Instruction
Write out only the tail of the records, beginning at the line containing "the tracksuit bottoms." and including the last line, exactly as written.

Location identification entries
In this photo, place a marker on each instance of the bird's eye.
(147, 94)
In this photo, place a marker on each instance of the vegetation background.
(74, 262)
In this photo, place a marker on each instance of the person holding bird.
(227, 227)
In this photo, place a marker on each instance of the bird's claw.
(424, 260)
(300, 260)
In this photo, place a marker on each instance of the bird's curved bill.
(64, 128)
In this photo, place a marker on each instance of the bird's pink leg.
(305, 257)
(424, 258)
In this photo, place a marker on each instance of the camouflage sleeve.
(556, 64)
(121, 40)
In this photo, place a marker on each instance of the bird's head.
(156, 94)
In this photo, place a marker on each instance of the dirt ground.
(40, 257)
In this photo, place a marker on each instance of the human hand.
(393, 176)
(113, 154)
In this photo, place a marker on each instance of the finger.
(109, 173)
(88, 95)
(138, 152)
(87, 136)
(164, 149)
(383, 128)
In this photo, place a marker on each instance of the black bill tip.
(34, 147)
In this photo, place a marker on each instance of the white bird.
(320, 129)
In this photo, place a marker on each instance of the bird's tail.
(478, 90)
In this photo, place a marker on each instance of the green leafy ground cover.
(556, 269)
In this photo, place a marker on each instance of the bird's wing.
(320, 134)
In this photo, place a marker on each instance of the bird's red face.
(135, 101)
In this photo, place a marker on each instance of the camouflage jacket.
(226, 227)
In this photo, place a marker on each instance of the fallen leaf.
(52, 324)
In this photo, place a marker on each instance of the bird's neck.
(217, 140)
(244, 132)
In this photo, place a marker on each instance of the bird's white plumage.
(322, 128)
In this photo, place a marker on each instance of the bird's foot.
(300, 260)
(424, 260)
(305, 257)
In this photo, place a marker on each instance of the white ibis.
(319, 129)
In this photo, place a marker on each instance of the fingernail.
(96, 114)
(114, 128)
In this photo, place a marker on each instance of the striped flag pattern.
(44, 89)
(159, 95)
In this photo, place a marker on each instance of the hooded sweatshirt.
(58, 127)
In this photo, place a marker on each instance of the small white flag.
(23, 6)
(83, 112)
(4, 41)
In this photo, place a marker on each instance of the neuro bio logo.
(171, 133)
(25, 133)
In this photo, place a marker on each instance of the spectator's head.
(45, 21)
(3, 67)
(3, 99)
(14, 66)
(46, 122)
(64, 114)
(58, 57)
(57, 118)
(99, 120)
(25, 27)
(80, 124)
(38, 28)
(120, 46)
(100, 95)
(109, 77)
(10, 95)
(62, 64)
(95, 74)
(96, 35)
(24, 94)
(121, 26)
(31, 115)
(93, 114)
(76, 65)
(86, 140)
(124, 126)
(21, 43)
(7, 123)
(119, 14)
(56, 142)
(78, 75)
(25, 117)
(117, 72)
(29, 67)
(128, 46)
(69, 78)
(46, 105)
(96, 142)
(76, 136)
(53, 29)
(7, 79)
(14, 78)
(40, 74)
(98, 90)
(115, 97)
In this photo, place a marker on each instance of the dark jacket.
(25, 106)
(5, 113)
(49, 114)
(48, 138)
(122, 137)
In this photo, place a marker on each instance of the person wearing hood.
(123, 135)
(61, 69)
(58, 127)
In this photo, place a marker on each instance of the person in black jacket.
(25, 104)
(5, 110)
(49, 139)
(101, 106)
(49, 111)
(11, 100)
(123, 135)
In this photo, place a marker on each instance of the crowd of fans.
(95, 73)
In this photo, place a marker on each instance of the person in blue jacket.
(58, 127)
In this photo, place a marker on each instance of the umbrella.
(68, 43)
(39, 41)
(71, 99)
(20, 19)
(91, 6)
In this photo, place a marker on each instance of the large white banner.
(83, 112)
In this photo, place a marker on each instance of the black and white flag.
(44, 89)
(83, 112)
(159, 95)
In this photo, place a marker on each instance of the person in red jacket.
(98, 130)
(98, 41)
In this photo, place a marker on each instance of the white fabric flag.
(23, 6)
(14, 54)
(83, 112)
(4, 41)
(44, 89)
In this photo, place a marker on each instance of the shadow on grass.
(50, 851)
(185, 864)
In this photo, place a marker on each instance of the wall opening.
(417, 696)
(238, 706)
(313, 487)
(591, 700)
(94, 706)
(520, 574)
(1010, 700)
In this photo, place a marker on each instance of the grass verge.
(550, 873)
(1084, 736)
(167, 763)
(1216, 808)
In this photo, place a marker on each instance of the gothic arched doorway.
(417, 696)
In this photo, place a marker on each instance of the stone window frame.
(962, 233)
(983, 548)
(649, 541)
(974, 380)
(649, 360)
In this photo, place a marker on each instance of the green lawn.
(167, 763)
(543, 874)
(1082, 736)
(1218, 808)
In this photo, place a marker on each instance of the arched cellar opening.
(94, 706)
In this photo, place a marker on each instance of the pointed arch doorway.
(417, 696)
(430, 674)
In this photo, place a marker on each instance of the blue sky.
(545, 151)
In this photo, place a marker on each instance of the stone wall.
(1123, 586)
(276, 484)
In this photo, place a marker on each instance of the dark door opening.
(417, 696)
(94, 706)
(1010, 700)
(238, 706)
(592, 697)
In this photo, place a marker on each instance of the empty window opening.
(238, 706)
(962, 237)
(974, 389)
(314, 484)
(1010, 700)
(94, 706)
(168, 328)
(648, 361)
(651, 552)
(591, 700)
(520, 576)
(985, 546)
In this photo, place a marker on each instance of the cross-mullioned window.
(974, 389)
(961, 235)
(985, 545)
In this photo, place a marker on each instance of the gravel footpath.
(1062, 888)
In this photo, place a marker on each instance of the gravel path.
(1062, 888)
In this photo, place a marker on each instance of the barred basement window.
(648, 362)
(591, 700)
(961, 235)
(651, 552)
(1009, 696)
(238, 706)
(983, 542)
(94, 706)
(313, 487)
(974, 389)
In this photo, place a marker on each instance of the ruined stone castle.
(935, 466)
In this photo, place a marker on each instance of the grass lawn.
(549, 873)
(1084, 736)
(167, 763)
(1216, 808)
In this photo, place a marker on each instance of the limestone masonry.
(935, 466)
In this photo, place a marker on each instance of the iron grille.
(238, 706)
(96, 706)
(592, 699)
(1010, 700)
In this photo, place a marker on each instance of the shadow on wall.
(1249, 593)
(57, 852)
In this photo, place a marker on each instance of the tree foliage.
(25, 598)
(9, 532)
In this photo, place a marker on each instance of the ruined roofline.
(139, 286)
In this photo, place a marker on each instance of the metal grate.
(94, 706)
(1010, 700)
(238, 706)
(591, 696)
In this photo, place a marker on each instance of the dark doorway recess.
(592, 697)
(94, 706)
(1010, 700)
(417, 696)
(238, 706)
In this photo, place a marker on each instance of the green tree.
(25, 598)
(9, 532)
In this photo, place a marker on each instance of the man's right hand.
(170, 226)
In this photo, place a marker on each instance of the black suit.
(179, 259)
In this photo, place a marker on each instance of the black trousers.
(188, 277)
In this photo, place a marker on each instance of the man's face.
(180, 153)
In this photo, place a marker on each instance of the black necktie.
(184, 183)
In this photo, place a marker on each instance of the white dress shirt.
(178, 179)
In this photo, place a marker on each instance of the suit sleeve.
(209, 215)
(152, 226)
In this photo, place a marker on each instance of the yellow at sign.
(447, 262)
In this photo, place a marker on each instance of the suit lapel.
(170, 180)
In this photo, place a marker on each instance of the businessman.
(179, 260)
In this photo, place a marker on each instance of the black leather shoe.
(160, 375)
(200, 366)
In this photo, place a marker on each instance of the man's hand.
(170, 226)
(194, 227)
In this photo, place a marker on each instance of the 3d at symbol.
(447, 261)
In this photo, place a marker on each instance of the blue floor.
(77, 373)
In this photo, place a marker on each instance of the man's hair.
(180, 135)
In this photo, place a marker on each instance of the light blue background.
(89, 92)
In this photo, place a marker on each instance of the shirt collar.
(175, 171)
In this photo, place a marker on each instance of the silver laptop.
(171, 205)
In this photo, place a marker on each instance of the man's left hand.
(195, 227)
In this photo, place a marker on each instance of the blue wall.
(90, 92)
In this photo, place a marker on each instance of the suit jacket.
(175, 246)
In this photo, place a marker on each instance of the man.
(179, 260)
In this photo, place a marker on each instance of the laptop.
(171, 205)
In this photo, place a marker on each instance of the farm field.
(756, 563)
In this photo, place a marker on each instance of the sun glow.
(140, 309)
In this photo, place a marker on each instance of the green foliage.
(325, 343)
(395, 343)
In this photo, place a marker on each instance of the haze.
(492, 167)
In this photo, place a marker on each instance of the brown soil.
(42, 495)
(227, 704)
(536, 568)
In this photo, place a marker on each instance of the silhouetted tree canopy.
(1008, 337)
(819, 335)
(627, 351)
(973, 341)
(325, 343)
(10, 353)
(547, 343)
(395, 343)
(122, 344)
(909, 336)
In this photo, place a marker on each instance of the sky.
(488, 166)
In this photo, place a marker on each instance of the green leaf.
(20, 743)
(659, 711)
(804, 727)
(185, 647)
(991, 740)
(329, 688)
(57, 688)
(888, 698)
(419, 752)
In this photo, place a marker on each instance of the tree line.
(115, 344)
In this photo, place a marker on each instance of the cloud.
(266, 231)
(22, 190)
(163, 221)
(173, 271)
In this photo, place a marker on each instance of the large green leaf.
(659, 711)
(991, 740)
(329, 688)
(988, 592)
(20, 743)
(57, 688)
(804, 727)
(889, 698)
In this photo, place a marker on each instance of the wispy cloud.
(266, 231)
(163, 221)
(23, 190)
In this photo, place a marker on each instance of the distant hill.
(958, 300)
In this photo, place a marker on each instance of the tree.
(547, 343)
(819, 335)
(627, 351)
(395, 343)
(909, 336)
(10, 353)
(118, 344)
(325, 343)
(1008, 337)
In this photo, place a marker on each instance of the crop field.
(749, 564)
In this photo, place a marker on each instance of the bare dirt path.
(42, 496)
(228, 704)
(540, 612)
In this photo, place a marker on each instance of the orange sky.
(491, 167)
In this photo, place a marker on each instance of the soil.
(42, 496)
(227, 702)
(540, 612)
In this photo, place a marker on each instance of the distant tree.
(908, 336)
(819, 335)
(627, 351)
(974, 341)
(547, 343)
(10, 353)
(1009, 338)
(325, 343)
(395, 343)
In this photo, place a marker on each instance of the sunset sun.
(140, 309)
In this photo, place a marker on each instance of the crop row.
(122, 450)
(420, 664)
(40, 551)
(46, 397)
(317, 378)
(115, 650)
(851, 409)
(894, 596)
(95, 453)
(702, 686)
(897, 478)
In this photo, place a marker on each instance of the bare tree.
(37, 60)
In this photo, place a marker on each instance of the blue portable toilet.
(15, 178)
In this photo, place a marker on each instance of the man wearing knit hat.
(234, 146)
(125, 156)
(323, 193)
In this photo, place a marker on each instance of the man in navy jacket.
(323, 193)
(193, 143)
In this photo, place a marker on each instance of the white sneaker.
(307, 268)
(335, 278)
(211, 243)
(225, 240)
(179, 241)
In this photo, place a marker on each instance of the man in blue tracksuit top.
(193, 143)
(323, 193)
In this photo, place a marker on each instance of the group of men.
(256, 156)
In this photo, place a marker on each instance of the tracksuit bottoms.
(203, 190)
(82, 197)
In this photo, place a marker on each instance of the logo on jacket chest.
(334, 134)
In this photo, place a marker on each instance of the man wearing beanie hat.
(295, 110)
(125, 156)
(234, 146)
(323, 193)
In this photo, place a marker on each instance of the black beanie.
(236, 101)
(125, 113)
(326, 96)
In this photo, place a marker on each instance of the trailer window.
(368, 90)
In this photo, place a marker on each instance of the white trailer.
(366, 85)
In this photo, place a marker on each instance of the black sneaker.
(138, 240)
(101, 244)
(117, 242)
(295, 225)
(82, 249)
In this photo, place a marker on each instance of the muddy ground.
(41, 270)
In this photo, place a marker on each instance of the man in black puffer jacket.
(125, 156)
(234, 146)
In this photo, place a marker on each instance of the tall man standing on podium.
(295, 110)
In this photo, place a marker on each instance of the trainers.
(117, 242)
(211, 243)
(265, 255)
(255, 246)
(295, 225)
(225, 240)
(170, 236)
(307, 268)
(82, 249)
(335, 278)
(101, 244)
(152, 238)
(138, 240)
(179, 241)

Final result
In this photo, place a marker on each instance of the tracksuit bottoms.
(203, 190)
(82, 197)
In this photo, place a marker on each instance of the logo on jacket chest.
(334, 134)
In this photo, place a marker on each instance of the man wearing beanie hat.
(295, 110)
(125, 156)
(234, 146)
(323, 193)
In this photo, place a marker on each instance of the black beanie.
(236, 101)
(125, 113)
(326, 96)
In this photo, place a marker on each instance of the trailer window.
(368, 90)
In this photo, place a marker on each instance of the white trailer.
(366, 85)
In this photo, place a marker on each instance of the black sneaker.
(138, 240)
(101, 244)
(117, 242)
(295, 225)
(82, 249)
In this photo, place a marker on each instance of the muddy ground.
(41, 270)
In this photo, place a marker on each instance of the man in black puffer jacket.
(125, 156)
(234, 146)
In this photo, place a marker on each instance of the tall man standing on podium.
(295, 110)
In this photo, place a marker on each instance of the trainers.
(117, 242)
(211, 243)
(265, 255)
(255, 246)
(295, 225)
(225, 240)
(170, 236)
(307, 268)
(82, 249)
(335, 278)
(101, 244)
(152, 238)
(138, 240)
(179, 241)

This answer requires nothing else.